--- Extrait présenté ---

Attaqué, discuté, contesté dans la première partie de sa carrière, il exerça dans la seconde une souveraineté unanimement reconnue. Toute la poésie contemporaine émane de lui. Ses disciples sont devenus à leur tour des maîtres, comme les lieutenants d’Alexandre devinrent des rois en se partageant son empire. Parmi les écoles poétiques qui se sont multipliées autour de lui, il n’en est pas une dont nous ne puissions trouver l’origine dans quelqu’un de ses chefs-d’œuvre. Les virtuoses se rattachent à ses Orientales, les psychologues à ses Voix intérieures, les Olympiens à sa Légende des siècles, les « funambulesques » à son quatrième acte de Ruy Blas ; les « symbolistes » eux-mêmes, ces mystiques de la forme, reconnaissent en lui le premier de nos poètes qui ait saisi l’âme des mots, qui, pour citer ses propres termes, ait découvert un sens révélateur dans le frisson des syllabes. Suivant l’expression d’Émile Augier, Victor Hugo est le Père. Sa vieillesse triomphale fut entourée d’un véritable culte. Quand il mourut, tout un peuple le conduisit au Panthéon ; mais l’apothéose avait précédé les funérailles.

Victor Hugo n’est pas seulement un ancêtre, c’est en quelque manière un primitif. Les sentiments dont il s’inspire sont les plus généraux, ceux dans lesquels réside le fond même de l’âme humaine. Organisation puissante, sa force, capable de douceur et de grâce (que de pages d’une exquise délicatesse !), est inhabile aux quintessences du cœur où certains poètes de notre temps ont mis une distinction si curieusement nuancée. On lui reproche d’avoir l’âme grossière : il a l’âme grande, largement ouverte aux plus généreuses inspirations, tout imprégnée d’amour et de pitié, vibrante au moindre souffle comme reluisante au premier rayon ; et, si nous ne trouvons pas chez lui les gracilités mièvres, les tendresses précieuses, les subtils raffinements, c’est qu’il ne faut pas demander à un homme sain d’être aussi sensible qu’un malade.

--- Données affichées ---

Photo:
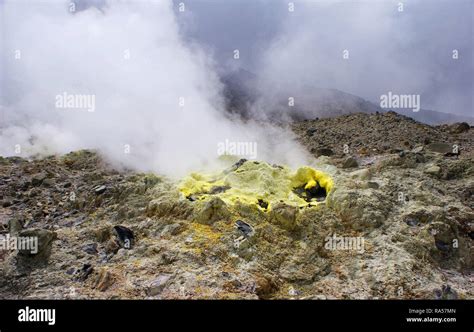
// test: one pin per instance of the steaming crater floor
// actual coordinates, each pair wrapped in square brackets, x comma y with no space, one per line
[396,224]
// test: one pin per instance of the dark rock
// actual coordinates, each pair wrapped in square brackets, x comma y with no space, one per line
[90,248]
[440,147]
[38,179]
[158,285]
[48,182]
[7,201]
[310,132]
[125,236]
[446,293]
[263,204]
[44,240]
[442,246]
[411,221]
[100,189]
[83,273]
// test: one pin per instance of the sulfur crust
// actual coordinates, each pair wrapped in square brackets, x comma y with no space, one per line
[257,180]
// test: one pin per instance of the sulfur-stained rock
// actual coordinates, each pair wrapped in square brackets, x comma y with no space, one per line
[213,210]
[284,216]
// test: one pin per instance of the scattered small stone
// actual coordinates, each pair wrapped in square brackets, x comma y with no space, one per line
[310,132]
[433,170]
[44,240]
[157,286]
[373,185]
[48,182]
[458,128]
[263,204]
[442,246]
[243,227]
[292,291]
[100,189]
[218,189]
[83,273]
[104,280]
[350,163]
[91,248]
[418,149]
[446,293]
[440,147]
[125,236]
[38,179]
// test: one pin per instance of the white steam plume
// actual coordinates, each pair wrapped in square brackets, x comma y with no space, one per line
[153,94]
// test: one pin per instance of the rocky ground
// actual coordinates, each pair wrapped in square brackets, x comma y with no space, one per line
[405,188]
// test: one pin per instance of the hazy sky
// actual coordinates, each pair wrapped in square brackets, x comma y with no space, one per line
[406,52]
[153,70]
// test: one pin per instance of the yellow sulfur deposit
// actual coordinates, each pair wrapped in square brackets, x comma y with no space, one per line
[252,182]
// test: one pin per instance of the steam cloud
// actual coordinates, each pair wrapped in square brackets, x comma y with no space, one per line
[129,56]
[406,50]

---
--- Données affichées ---

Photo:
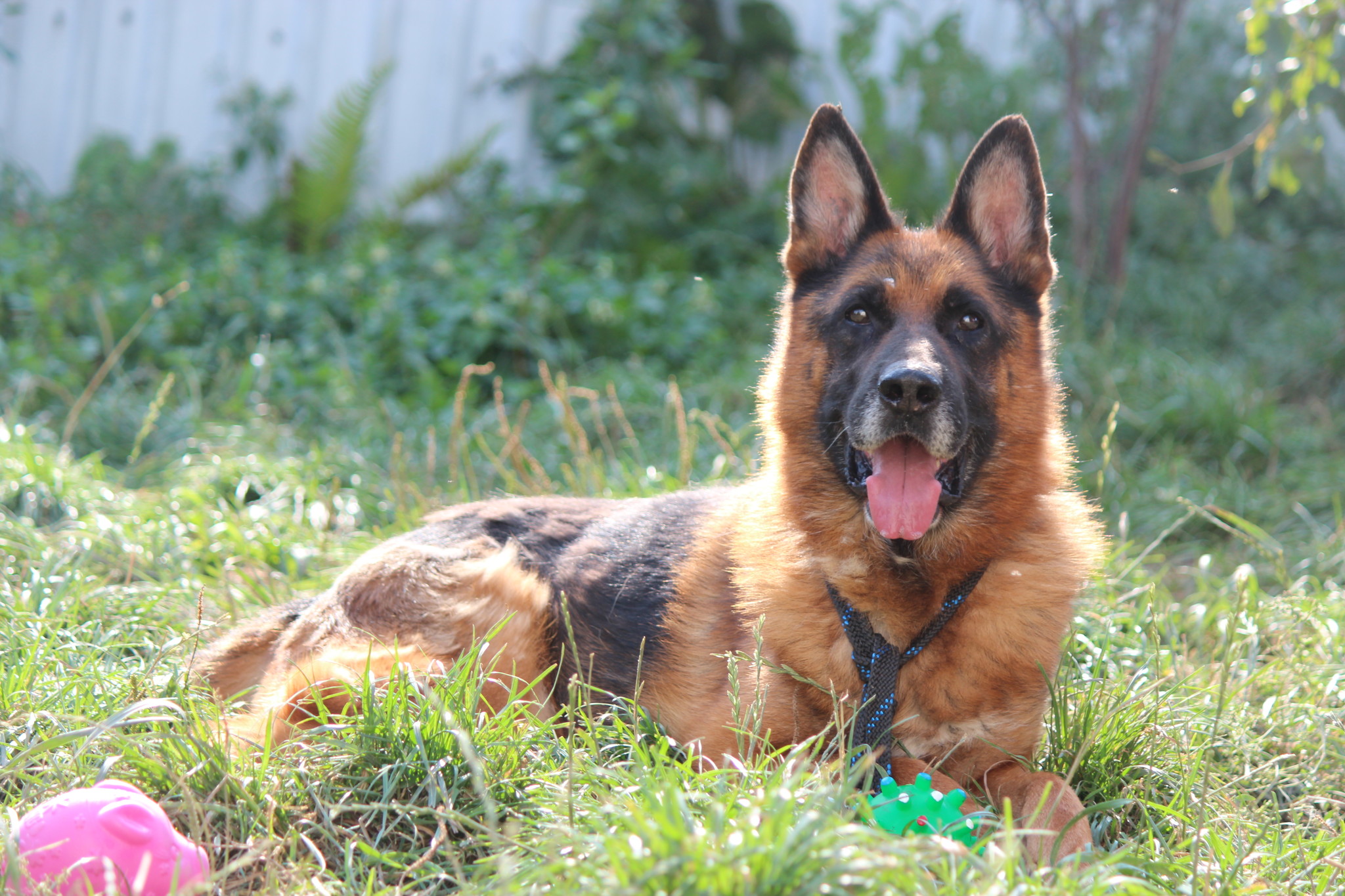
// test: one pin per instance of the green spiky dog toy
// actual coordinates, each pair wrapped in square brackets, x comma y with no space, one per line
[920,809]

---

• Travail demandé
A. D'après l'extrait sur Victor Hugo, à quelle œuvre de Hugo se rattachent les virtuoses ?
B. Écrivez la suite de l'extrait sur Victor Hugo.
La liste provient d'une autre source que l'extrait.

• Réponses par numéro
A. À ses Orientales.

B.
Avec ce qu’ils appellent les lieux communs du sentiment, nos plus fins critiques lui reprochent ceux de la pensée. Ils exaltent en lui le prodigieux ouvrier de style, le maître souverain du verbe ; mais ils trouvent que sa forme merveilleuse recouvre peu de substance, ils prétendent que ce dieu de l’image et du rythme est un bien médiocre penseur. Reconnaissons ce qu’il y a d’ingénu dans ses grandioses antithèses, de rudimentaire dans sa conception des choses, d’incomplet, de tranché à l’excès, parfois de radicalement faux dans ses vues sur l’histoire, ce qu’il y a soit de par trop simple dans ses formules, soit de contradictoire entre les diverses philosophies dont il s’est fait tour à tour le magnifique interprète. Victor Hugo n’est pas un philosophe. Il saisit par son imagination les grands systèmes pour les transformer en mythes poétiques. Ne sourions pas en l’entendant s’appeler un mage : c’est bien là son nom.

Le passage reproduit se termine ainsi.